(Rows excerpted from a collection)

--------------------

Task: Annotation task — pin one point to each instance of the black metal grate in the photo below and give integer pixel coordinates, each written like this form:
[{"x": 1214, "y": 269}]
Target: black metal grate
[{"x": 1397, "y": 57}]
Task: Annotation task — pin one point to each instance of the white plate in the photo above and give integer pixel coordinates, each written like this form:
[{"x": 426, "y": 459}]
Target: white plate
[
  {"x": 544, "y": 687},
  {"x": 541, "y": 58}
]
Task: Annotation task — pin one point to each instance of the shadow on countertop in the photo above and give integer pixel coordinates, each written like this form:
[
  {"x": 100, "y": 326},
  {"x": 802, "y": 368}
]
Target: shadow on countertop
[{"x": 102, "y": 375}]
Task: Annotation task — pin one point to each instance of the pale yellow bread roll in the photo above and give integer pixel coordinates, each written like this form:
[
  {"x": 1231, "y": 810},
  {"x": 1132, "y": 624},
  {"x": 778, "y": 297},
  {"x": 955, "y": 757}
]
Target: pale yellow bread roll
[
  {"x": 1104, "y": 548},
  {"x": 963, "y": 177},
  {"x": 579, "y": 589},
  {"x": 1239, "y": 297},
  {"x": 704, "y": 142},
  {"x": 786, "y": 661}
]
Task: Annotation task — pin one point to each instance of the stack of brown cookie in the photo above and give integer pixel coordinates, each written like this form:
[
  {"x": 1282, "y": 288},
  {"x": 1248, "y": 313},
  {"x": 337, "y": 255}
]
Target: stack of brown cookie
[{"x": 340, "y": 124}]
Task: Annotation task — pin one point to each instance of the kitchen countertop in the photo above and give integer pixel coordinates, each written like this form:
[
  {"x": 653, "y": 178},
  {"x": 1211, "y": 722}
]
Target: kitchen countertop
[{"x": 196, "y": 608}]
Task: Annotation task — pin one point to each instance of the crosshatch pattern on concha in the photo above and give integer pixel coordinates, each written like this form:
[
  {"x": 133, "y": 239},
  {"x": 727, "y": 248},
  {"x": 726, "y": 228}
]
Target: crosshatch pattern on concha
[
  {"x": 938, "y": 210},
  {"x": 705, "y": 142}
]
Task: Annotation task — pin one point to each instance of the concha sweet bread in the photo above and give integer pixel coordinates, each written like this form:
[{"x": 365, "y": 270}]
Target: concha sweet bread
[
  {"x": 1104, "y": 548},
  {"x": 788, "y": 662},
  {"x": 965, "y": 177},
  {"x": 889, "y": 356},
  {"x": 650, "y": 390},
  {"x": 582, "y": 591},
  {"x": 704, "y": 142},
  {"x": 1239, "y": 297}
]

--------------------

#### THE PROBLEM
Please reproduce all of the rows above word for word, in their original order.

#### ANSWER TO THIS TASK
Task: Annotation task — pin one point to each instance of the black metal grate in the photo below and give integer pixel coordinates, each written like this form:
[{"x": 1214, "y": 269}]
Target: black metal grate
[{"x": 1397, "y": 57}]
Task: Annotation task — pin one point to each instance of the white plate in the photo above and give integer pixel coordinates, each written like this form:
[{"x": 426, "y": 459}]
Target: white plate
[
  {"x": 544, "y": 687},
  {"x": 541, "y": 58}
]
Task: Annotation task — pin one point to each instance of the shadow on countertop in the photo above and give integer pixel coordinates, each written like this form:
[
  {"x": 100, "y": 326},
  {"x": 802, "y": 368}
]
Target: shadow on countertop
[{"x": 102, "y": 375}]
Task: Annotation task — pin one point to each instance of the pale yellow bread roll in the photo above and give integer pixel coordinates, each written like this form:
[
  {"x": 1231, "y": 810},
  {"x": 1132, "y": 624},
  {"x": 778, "y": 297},
  {"x": 955, "y": 757}
]
Target: pale yellow bread roll
[
  {"x": 1104, "y": 548},
  {"x": 963, "y": 177},
  {"x": 579, "y": 589},
  {"x": 1239, "y": 297},
  {"x": 704, "y": 142},
  {"x": 786, "y": 661}
]
Task: Annotation task — pin one point to each instance of the stack of brown cookie in the photo above and give integer pixel coordinates, each written like this form:
[
  {"x": 1282, "y": 288},
  {"x": 1248, "y": 313},
  {"x": 337, "y": 255}
]
Target: stack of brown cookie
[{"x": 340, "y": 124}]
Task: Annotation task — pin one point to each instance of the kitchen countertop in the photo above and give integer pixel coordinates, each written like this form:
[
  {"x": 653, "y": 178},
  {"x": 1211, "y": 722}
]
Target: kitchen countertop
[{"x": 196, "y": 608}]
Task: Annotation task — pin one point to each instance of the crosshatch pattern on concha in the photo above and give integer pixel coordinates, each written like this form:
[
  {"x": 133, "y": 239},
  {"x": 727, "y": 248},
  {"x": 726, "y": 228}
]
Target: crosshatch pattern on concha
[
  {"x": 938, "y": 210},
  {"x": 705, "y": 142}
]
Task: Annotation task — pin one point to each instance of the concha sweet bread in the photo above and give integer pixel coordinates, each written like this form:
[{"x": 365, "y": 270}]
Target: concha sweet bread
[
  {"x": 1104, "y": 548},
  {"x": 788, "y": 662},
  {"x": 965, "y": 177},
  {"x": 889, "y": 356},
  {"x": 650, "y": 390},
  {"x": 582, "y": 591},
  {"x": 704, "y": 142},
  {"x": 1239, "y": 297}
]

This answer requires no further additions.